*** DATA FOR THIS EXERCISE ***

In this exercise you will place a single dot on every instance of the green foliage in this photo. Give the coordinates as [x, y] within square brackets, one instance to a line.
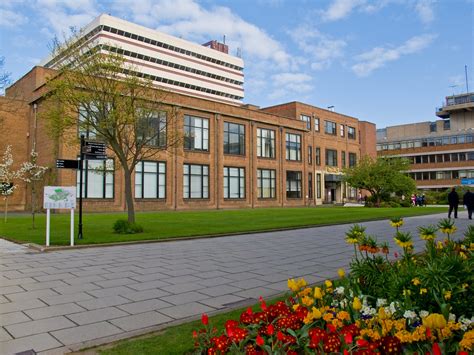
[381, 177]
[122, 226]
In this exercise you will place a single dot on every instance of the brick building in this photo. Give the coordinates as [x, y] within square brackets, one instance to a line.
[233, 155]
[441, 152]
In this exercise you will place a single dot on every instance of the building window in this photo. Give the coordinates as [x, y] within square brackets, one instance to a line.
[87, 120]
[306, 119]
[150, 179]
[152, 129]
[293, 146]
[195, 181]
[196, 133]
[318, 185]
[330, 127]
[97, 179]
[310, 185]
[265, 143]
[331, 157]
[234, 182]
[352, 160]
[351, 132]
[293, 184]
[266, 183]
[234, 138]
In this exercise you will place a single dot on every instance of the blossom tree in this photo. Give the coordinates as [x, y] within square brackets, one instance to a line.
[7, 176]
[32, 173]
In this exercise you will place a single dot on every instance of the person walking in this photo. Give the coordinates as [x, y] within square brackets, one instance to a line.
[468, 201]
[453, 200]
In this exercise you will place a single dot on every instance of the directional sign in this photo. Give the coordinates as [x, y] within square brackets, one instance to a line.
[95, 157]
[67, 164]
[94, 148]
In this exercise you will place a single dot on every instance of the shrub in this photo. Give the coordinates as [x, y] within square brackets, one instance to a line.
[122, 226]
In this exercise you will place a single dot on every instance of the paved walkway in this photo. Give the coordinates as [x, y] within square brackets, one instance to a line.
[53, 302]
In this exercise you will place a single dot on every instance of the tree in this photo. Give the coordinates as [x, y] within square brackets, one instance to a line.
[113, 102]
[381, 176]
[31, 173]
[7, 178]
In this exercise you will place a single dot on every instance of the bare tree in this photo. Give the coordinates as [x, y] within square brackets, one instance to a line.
[111, 101]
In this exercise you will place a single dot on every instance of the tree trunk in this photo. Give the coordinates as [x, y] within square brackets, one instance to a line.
[128, 195]
[33, 203]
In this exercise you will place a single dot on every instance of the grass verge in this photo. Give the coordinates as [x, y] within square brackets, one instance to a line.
[171, 224]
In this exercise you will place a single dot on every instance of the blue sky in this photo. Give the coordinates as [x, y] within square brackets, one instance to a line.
[385, 61]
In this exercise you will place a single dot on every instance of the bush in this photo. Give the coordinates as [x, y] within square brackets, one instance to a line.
[122, 226]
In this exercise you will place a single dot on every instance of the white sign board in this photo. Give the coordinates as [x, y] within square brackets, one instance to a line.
[59, 197]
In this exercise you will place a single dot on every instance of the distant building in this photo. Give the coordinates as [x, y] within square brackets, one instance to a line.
[206, 71]
[235, 155]
[441, 152]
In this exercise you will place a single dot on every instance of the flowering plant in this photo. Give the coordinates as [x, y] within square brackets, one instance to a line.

*** End of DATA FOR THIS EXERCISE ***

- [WORK TO BE COMPLETED]:
Your copy of the data should match it exactly, apart from the images, which are omitted.

- [PROBLEM SOLUTION]:
In this exercise you will place a single dot on every instance of the green foliage in this photo. Give the coordinates as [x, y] within square brackets, one instance to a line.
[381, 177]
[122, 226]
In this exercise you will place a single dot on every instance of the brick building in this photo. Give the coordinates as [x, y] within square brackets, one instance to a line.
[233, 155]
[441, 152]
In this exercise you will place a single dot on every instance of the building window in this photo. Give the coordinates as [x, y] within square brackets, one instance to a line.
[87, 120]
[306, 119]
[150, 179]
[152, 129]
[293, 146]
[195, 181]
[196, 133]
[318, 185]
[330, 127]
[97, 179]
[310, 185]
[265, 143]
[331, 157]
[234, 182]
[352, 160]
[351, 132]
[293, 184]
[266, 183]
[234, 138]
In this exercise you will place a single dot on every instance of the blossom tree in this photo. Give the coordinates as [x, y] within square brackets, one instance to a line.
[7, 176]
[32, 173]
In this exercise you will place a single dot on every instance of the person walking in this photo. Give the coordinates as [x, y] within square brackets, one instance to a line.
[468, 201]
[453, 200]
In this exercise you will place a single dot on every instance of the directional sign in this photo. Give the coordinates as [x, y] within square brackets, one instance to a line.
[95, 157]
[67, 164]
[94, 148]
In this exercise you will place a single dot on every instance of the shrub in this photo. Give the coordinates as [x, y] within square brackets, one instance to a line.
[122, 226]
In this exercise you will place a single dot on every instance of the paved walkway in this photo. Give the coordinates as [x, y] within square brackets, one instance to a line.
[53, 302]
In this exercise you will place a single dot on every instance of the tree in this photo. Give the coordinates as [x, y] within square brackets, one instance to a line.
[113, 102]
[381, 176]
[31, 173]
[7, 178]
In this exercise you will place a single dot on every instance of the bare tree in this photo. Give the coordinates as [x, y] within square brackets, one instance to a line.
[111, 101]
In this exercise you will place a single dot on every instance of the tree trunk in this photo. Give the coordinates as [x, y] within square brackets, one instance to a line.
[128, 195]
[33, 203]
In this exercise you will place a single dot on every instance of the grass verge in this photo. Give the coordinates as [x, y] within square brackets, one instance to a line.
[171, 224]
In this exercise you will place a single dot on every instance of the blue sky in this photo. Give the coordinates as [x, y] within square brackets, one instance to a line.
[385, 61]
In this exercise you will place a single dot on every instance of the bush in this photo. Give the coordinates as [x, y] within square brackets, one instance to a line.
[122, 226]
In this exercise you will place a single dot on every instance of the white sign board in this photo. Give the coordinates as [x, y] within square brackets, one instance to a line.
[59, 197]
In this exercise you will place a single dot on every instance of the distant building in this photo. Give the coordinates as [x, y] within square brackets, one instance to a line.
[206, 71]
[235, 155]
[441, 152]
In this exercise you will place a single dot on every instance of the flowering plant in this photo. Give the coordinates as [x, y] within square brackets, one instance to a line.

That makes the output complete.